Entries shown =>
=======
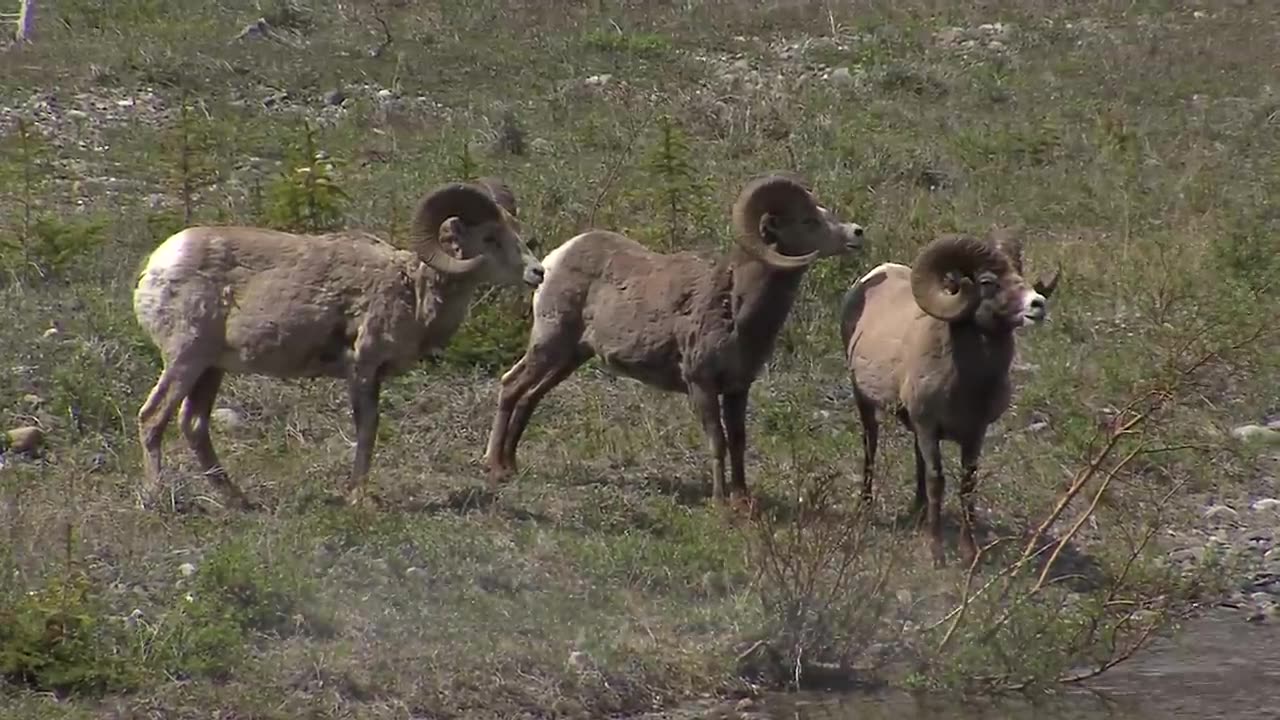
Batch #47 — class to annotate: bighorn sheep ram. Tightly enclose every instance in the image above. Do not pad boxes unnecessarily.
[485,174,863,501]
[840,228,1060,566]
[133,178,543,506]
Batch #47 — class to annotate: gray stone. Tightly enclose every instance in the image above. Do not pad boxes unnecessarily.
[1249,497,1280,512]
[1204,505,1239,519]
[1231,424,1280,442]
[831,68,854,87]
[210,407,244,430]
[5,425,45,454]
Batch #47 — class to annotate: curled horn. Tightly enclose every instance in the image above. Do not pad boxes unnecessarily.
[410,183,502,275]
[733,174,818,270]
[911,234,1010,323]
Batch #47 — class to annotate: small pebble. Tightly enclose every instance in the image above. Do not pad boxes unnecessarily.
[210,407,244,429]
[1231,425,1280,442]
[1204,505,1238,518]
[5,425,45,452]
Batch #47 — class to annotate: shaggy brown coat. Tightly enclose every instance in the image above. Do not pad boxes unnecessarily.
[133,179,543,505]
[840,231,1057,565]
[486,176,863,500]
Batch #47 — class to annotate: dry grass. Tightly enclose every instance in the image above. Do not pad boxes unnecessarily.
[0,0,1280,719]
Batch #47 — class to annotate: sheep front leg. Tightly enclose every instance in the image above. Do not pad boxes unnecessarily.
[689,386,724,502]
[854,388,879,510]
[347,368,383,503]
[960,434,983,565]
[138,352,205,507]
[915,427,946,568]
[723,392,750,500]
[179,368,255,510]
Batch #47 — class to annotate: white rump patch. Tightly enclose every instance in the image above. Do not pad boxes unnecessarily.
[133,229,192,336]
[142,229,191,273]
[534,233,588,301]
[858,263,911,283]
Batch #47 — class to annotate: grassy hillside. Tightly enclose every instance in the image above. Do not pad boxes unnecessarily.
[0,0,1280,719]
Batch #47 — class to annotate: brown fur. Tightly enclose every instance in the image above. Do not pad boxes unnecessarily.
[840,233,1057,565]
[486,171,861,498]
[134,184,541,503]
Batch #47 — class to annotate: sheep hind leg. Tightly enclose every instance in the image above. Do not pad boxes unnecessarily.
[484,352,538,484]
[897,410,928,530]
[138,357,205,506]
[179,368,252,510]
[960,436,983,565]
[689,386,726,503]
[499,354,588,484]
[854,392,879,510]
[346,369,383,505]
[722,392,751,502]
[915,428,946,568]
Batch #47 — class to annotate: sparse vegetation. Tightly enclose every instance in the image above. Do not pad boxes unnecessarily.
[0,0,1280,720]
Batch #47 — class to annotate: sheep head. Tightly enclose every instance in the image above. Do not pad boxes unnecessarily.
[733,173,863,270]
[911,234,1056,332]
[412,183,543,287]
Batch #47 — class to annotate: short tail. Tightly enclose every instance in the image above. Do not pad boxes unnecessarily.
[840,281,867,352]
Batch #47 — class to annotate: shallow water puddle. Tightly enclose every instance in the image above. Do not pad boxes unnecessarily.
[763,611,1280,720]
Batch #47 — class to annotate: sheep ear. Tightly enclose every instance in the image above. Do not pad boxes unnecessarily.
[440,215,467,237]
[760,213,781,240]
[1032,268,1062,300]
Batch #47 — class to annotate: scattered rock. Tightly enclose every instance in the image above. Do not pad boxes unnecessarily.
[1204,505,1239,519]
[1249,497,1280,512]
[236,18,271,40]
[1231,424,1280,442]
[210,407,244,430]
[5,425,45,455]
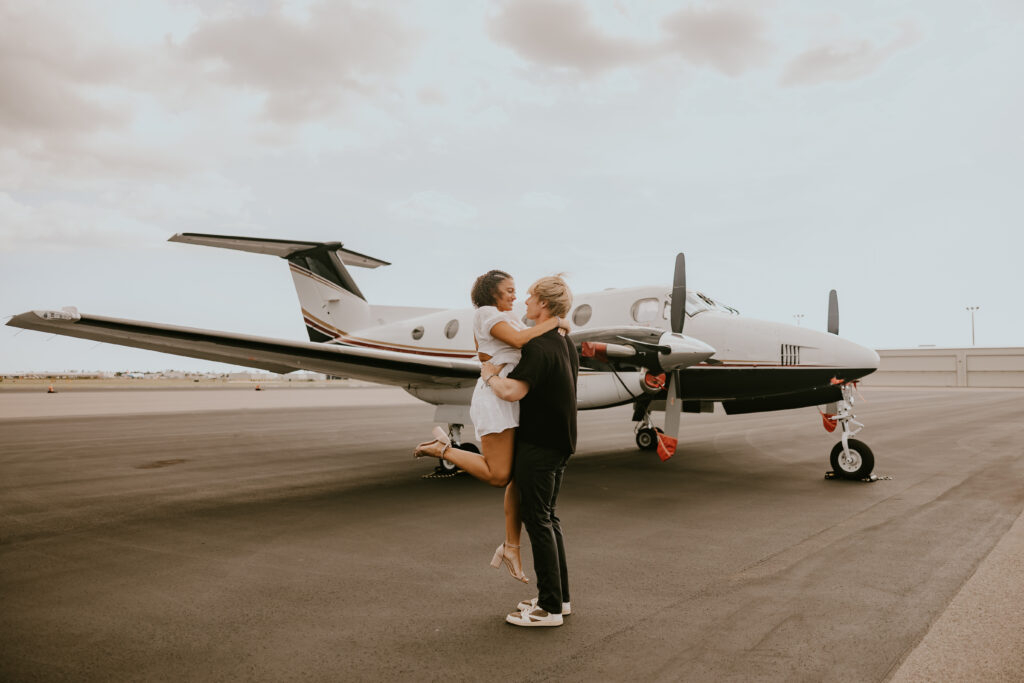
=======
Copy the entire listing above line for line, with no changes, and leave out the pictures.

Batch #47 — class to annotate: bighorn sheep ram. Tightly enclose every instance in the image above. Do not pad boxes unnecessarily.
[485,174,863,501]
[840,228,1060,566]
[133,178,543,506]
Batch #47 — class to annotate: gray stone. Tightly enclose every instance in the image above. Do not pad boxes unnecessarily.
[1249,497,1280,512]
[1204,505,1239,519]
[1231,424,1280,442]
[831,68,854,87]
[210,407,244,430]
[5,425,45,454]
Batch #47 — class to annotate: curled horn. Tightly enclose every instance in the image above. Do not pad boxes unnecessarily.
[410,183,502,275]
[733,174,818,270]
[911,234,1010,323]
Batch #47 — class to annotate: small pebble. Tightly enclose every instance in the image above. Do not pad boxes unnecessarily.
[210,407,244,429]
[1231,425,1280,442]
[1204,505,1238,518]
[5,425,45,452]
Batch #47 — class to annotate: shaggy brown coat. Tightly enclose every instance in the image above. Do not pad boxes unnecessarily.
[133,179,543,505]
[840,231,1057,565]
[486,176,863,500]
Batch #47 — class to annotate: dry grass. Tightly enclose every instance in the image above. Do not pad boxes unnecessarily.
[0,0,1280,719]
Batch #47 — class to annotate: sheep front leg. Tightly enclose every instance in the image above. Do not pad boxes unnecessarily.
[689,386,724,502]
[854,388,879,510]
[347,368,383,503]
[960,434,983,565]
[138,352,205,507]
[915,427,946,568]
[723,392,750,500]
[179,368,255,510]
Batch #47 — class to annotate: white rump patch. Tightly enclose every instance in the image above. Do not pad boxes unnecessarily.
[133,229,192,336]
[142,229,191,273]
[534,233,588,301]
[858,263,911,283]
Batch #47 — class to annotate: grassy hillside. Tightly enclose every instance in the image above. Do not pad boxes unnecessarily.
[0,0,1280,719]
Batch #47 — class to annotate: brown fur. Tightly enclose every instance in the image above. Do not pad boxes unnecessarily.
[840,233,1057,565]
[486,171,861,498]
[134,184,541,503]
Batch #47 — class to annotate: sheep hind leg. Tightly enclose every instance in the image above. Do not pad boxes unnecessarily.
[484,352,538,484]
[897,410,928,530]
[138,357,205,506]
[179,368,252,510]
[960,436,983,565]
[689,386,726,503]
[499,354,588,484]
[854,392,879,510]
[346,369,383,505]
[722,392,751,502]
[915,428,946,568]
Batch #47 — class to annotate: sparse vegetation. Tightly enclose every instance in the image above. Do not pad boxes unnecessarily.
[0,0,1280,720]
Batch #47 — class to annotate: sheep head. Tightly enclose every instance in the image above. Do not pad boxes unnecessarily.
[733,173,863,270]
[911,234,1056,332]
[412,183,543,287]
Batch #47 — class to annotate: short tail. Tightly enclose every instance in the image above. Do not pad boxes unnecessarily.
[840,281,867,352]
Batch #47 — class to annotate: shallow water puddle. Tightly enclose every instance in the image above. Do not pad boxes unnecessarily.
[763,611,1280,720]
Batch #47 — class to annotate: sheep ear. Tightly enclose every instance in the image above. Do not pad boxes unnecessarily.
[440,215,467,237]
[760,213,781,240]
[1032,268,1062,300]
Batch #47 — class to annotate: scattered rock. Tightly enclose every instance in the image above. Do not pad boxes unnecessarily.
[1204,505,1239,519]
[1249,497,1280,512]
[236,18,271,40]
[1231,424,1280,442]
[210,407,244,430]
[5,425,45,455]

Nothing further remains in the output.